• _TEXT SEGMENT_
"""

21, జనవరి 2012, శనివారం

An Introduction to Marx’s Capital—Part-9


(This is based on and mostly from “Marx’s Capital” written by Ben Fine and Alfredo Saad-Filho)

                            (For Part-8, please see the blog entry dated 19-1-2012)

Chapter-2—Commodity production

The Fetishism of commodities

  1. In our earlier study, we came to the conclusion :

a)      The concrete labours (different kinds of labours) produce different kinds of use values (useful things) at different workplaces.

b)      In the exchange of these use values as commodities in the market, these concrete labours are brought together and measured against each other.


c)      Such measuring of concrete labours against each other is possible since all concrete labours (all the different kinds of labours) are nothing but abstract human labour or abstract labour    (labour in which the brain and muscle of human beings is expended).

d)      The measurement of the abstract labour is done as socially necessary labour time, that is labour time socially required to produce the commodity. Thus the value of a commodity is equal to the socially necessary labour time required to produce it.

"""

• _ITEMS_
"""

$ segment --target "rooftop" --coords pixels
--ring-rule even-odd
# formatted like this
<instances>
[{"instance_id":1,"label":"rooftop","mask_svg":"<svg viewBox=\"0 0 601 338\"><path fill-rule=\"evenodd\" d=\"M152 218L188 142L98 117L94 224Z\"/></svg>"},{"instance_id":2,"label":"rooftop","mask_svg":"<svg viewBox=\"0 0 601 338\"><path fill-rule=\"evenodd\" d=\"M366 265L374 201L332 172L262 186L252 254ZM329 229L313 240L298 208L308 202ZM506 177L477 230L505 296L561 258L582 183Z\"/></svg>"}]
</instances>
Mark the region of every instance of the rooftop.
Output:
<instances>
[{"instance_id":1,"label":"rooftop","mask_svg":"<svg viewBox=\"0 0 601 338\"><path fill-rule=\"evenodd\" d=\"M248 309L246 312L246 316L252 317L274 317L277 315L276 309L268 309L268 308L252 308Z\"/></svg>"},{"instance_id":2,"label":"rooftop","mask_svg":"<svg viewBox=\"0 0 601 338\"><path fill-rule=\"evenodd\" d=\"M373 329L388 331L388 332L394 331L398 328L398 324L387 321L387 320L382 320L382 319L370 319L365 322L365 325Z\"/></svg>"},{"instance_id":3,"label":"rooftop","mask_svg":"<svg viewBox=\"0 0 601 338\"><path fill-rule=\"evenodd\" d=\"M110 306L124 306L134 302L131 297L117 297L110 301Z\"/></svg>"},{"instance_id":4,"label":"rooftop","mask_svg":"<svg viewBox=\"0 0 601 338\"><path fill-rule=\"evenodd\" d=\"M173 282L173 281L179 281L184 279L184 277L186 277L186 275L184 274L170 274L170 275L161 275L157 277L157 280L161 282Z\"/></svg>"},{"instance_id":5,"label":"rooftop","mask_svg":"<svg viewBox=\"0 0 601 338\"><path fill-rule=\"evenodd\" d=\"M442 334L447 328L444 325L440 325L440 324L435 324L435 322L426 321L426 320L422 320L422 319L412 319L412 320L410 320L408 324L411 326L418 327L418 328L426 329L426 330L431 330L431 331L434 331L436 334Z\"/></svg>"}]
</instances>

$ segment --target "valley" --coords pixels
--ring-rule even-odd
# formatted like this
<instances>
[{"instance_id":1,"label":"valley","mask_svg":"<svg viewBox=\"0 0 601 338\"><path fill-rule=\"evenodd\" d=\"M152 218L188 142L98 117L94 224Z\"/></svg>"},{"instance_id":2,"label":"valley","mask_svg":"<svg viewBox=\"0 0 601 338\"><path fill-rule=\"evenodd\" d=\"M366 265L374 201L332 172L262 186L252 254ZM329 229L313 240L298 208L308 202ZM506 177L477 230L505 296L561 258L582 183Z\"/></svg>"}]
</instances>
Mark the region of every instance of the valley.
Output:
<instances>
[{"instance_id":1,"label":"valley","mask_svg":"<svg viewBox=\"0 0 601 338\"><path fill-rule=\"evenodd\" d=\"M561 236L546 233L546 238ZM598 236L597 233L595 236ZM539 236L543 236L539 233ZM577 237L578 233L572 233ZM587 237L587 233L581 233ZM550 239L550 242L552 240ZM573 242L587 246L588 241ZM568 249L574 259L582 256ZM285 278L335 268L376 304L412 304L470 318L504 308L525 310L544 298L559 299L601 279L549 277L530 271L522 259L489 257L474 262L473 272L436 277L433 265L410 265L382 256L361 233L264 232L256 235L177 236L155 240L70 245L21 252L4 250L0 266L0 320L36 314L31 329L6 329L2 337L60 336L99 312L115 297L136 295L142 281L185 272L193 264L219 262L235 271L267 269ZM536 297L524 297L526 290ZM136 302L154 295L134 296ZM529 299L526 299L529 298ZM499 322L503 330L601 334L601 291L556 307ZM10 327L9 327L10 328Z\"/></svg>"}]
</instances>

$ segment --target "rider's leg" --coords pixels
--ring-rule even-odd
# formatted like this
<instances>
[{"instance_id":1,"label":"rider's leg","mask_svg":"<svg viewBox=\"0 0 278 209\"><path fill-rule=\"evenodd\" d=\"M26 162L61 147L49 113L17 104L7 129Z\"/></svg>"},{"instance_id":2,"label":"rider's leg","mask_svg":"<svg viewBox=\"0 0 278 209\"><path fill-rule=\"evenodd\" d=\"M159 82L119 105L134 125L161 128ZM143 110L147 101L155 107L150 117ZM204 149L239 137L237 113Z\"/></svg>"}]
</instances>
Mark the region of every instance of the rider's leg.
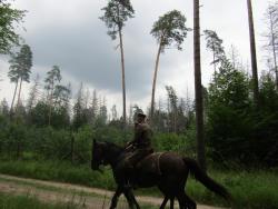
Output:
<instances>
[{"instance_id":1,"label":"rider's leg","mask_svg":"<svg viewBox=\"0 0 278 209\"><path fill-rule=\"evenodd\" d=\"M117 208L118 199L119 199L121 193L122 193L122 188L118 186L116 189L116 192L112 197L110 209Z\"/></svg>"}]
</instances>

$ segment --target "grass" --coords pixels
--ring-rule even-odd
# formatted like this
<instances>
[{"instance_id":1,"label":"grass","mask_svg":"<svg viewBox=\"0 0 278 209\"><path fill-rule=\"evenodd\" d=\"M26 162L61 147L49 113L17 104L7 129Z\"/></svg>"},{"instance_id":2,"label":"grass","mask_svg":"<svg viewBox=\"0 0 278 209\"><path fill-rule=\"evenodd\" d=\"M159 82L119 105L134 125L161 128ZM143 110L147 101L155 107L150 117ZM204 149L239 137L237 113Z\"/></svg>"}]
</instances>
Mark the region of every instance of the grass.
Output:
<instances>
[{"instance_id":1,"label":"grass","mask_svg":"<svg viewBox=\"0 0 278 209\"><path fill-rule=\"evenodd\" d=\"M54 180L113 189L115 182L110 170L103 173L91 171L89 166L72 166L67 162L51 161L6 161L0 162L0 172L42 180ZM277 171L217 171L209 173L222 183L232 195L234 208L276 209L278 208ZM198 202L227 206L227 202L208 191L202 185L189 178L187 193ZM157 189L139 191L158 196Z\"/></svg>"},{"instance_id":2,"label":"grass","mask_svg":"<svg viewBox=\"0 0 278 209\"><path fill-rule=\"evenodd\" d=\"M0 192L0 209L77 209L72 202L46 203L31 196L11 196Z\"/></svg>"}]
</instances>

"""

• _WHAT TO DO_
A: From the Marx's Capital post, list every phrase that is directly followed by an explanation in parentheses, and give each explanation.
B: Please reproduce the Marx's Capital post starting with "(For Part-8, please" and going on through "at different workplaces.".

• _TASK-BY-TASK OUTPUTS_
A:
- concrete labours: different kinds of labours
- use values: useful things
- all concrete labours: all the different kinds of labours
- abstract human labour or abstract labour: labour in which the brain and muscle of human beings is expended

B:
(For Part-8, please see the blog entry dated 19-1-2012)

Chapter-2—Commodity production

The Fetishism of commodities

  1. In our earlier study, we came to the conclusion :

a)      The concrete labours (different kinds of labours) produce different kinds of use values (useful things) at different workplaces.